- Goal -
Reproduce the listing that follows, swapping every occurrence of "largest circle" for "biggest circle" and leaving all other text unchanged.

== Dataset records ==

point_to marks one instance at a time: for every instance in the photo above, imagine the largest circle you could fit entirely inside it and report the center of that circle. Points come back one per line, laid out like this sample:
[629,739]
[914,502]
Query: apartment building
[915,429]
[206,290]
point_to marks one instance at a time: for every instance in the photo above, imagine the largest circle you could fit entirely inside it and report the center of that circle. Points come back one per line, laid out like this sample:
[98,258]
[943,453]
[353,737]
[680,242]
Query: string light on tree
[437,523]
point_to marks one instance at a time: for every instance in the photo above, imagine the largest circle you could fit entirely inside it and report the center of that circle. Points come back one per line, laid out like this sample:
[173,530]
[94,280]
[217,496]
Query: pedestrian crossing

===

- Expected answer -
point_to marks one instance at a time: for every instance in the photo above, imagine the biggest circle you could fit entirely inside it and report the center of that circle. Points come back one per line, laid out like this sample:
[629,739]
[914,502]
Query: apartment building
[915,429]
[206,290]
point_to marks one instance at a time: for every instance in the photo above, imagine the biggest circle you could fit entirely inside it and report the center of that circle. Points come back one per line, laid out like this sample:
[98,258]
[943,453]
[353,737]
[680,242]
Query: string light on tree
[437,523]
point_to marks one instance at a time: for every instance in the photo above, imagine the biggest circle you could fit entirely inside it and report the center of that circle. Points come back one per line, laid out like this sample:
[173,530]
[94,280]
[217,496]
Query: pedestrian crossing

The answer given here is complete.